* [TASKS]:
1: In the essay below about being called nice, what did the writer's father call the writer as a child?
2: Carry on the essay below about being called nice, starting after its final sentence.

Have I lost my edge?

be boldI have been called nice – a lot – frequently. I know people mean well, but nice can be…er, well…nice. It is so fluffy, so sweet, so damning with faint praise.  There is no bite in nice – and that is precisely the point. Nice is toothless and gummy. It leaves no marks.

Nice lacks gravitas. There is no substance, and good God, it is certainly perceived as the antithesis of power and strength.

As a child, my father called me the “one with balls” and my younger sister was described as “damn nice.” At the time, I inwardly howled, “But I am nice, too.” I thought I could be both.

Nice suggests an agreeability that supersedes opinion, choice, and preference because you are not rocking the boat or creating havoc. Nice is bland, it is the vanilla ice cream of characteristics.

* [RECORDS]:
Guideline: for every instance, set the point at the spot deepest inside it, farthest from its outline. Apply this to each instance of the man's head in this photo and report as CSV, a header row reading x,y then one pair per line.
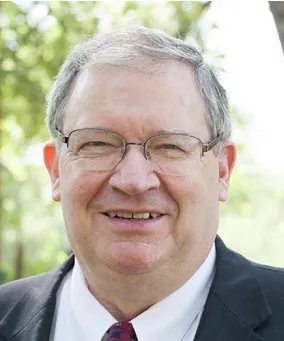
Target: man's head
x,y
132,85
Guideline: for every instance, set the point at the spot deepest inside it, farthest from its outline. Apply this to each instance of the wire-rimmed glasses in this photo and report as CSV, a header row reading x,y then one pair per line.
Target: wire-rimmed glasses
x,y
167,153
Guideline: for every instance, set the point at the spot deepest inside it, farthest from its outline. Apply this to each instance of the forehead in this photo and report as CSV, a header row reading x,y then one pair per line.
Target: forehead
x,y
123,101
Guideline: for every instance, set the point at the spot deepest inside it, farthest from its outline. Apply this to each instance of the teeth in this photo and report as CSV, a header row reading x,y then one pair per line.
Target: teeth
x,y
154,215
134,215
137,216
145,215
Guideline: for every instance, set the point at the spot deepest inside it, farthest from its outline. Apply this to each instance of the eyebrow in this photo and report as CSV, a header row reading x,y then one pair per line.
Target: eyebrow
x,y
162,132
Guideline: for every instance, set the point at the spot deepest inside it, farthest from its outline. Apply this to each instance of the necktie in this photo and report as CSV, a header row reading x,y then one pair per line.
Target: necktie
x,y
121,331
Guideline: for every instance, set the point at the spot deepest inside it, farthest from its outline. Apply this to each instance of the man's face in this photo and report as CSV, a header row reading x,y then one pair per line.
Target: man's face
x,y
137,106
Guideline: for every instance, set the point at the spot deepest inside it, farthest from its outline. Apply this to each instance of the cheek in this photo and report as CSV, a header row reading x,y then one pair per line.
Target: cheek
x,y
77,185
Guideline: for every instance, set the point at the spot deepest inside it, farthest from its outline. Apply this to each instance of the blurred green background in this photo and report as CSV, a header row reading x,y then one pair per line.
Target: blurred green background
x,y
35,39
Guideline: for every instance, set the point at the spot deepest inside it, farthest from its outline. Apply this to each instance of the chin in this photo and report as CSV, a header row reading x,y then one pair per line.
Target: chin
x,y
138,258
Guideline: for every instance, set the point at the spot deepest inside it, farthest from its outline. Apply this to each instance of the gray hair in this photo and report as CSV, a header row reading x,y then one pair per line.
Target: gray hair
x,y
135,48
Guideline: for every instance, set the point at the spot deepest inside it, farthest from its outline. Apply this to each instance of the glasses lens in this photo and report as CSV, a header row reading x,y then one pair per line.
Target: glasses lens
x,y
101,150
173,154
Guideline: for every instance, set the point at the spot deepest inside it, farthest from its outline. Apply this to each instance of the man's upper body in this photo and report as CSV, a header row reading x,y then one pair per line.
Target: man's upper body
x,y
245,303
140,160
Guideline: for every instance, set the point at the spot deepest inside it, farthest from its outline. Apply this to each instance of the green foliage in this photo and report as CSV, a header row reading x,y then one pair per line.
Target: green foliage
x,y
35,38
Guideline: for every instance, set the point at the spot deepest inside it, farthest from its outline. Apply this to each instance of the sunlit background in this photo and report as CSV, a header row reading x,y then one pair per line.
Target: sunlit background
x,y
238,38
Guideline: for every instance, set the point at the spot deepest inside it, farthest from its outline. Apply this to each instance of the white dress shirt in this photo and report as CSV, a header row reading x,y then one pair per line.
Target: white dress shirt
x,y
80,317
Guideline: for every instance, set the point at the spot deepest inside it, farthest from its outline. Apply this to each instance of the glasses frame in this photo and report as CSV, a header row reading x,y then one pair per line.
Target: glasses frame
x,y
206,147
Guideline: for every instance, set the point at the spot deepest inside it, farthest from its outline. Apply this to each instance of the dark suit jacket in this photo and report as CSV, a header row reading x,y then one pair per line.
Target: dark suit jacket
x,y
245,303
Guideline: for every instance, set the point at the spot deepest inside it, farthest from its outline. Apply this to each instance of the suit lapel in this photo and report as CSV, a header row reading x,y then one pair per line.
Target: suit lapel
x,y
36,307
236,304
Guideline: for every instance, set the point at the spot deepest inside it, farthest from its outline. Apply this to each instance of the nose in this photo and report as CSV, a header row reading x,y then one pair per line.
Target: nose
x,y
134,175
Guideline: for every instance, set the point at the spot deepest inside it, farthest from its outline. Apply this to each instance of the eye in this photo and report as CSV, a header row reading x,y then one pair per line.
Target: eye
x,y
169,146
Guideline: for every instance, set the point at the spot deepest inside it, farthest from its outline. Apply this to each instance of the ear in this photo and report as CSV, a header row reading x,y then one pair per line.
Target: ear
x,y
227,159
51,164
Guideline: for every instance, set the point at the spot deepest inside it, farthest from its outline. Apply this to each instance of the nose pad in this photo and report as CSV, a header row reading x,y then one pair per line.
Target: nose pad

* [RESPONSES TO THE TASKS]:
1: The "one with balls."

2:
Synonyms for the word “nice” are pleasant, enjoyable, good, kind, polite, agreeable, fine, and even lovely, amusing, and wonderful. Well, those last three nailed it, I am nice!

Maybe this word isn’t so bad after all. Perhaps, I need to begin a major advertising campaign with some leathered and lathered-up hairy rocker proudly screeching that he is N-I-C-E – complete with some pelvic thrust action to accentuate the point. The word “nice” definitely needs a spin doctor, a make-over, or a comeback story after going rogue. Because, truth be told, there is still a bit of saccharine aftertaste with the word “nice.”

Truly, we don’t take nice very seriously. These days, nice is no longer an accolade. It feels like more of a fallback position when you have little to say about a seemingly inoffensive person. See…we’re back to vanilla ice cream.

Or are we?

Does it take guts to be nice in this world of me, me, me, and what-about-me?  If the flip side of nice is unpleasant, unappealing, disgusting, disagreeable, unkind, and nasty, do I want to punish “nice” for its seemingly toothless innocuousness? Does “nice” simply have a bad rep or, more pointedly, can “nice” have a mouthful of teeth but choose not to bare them – or, at the very least, choose not to draw blood with them?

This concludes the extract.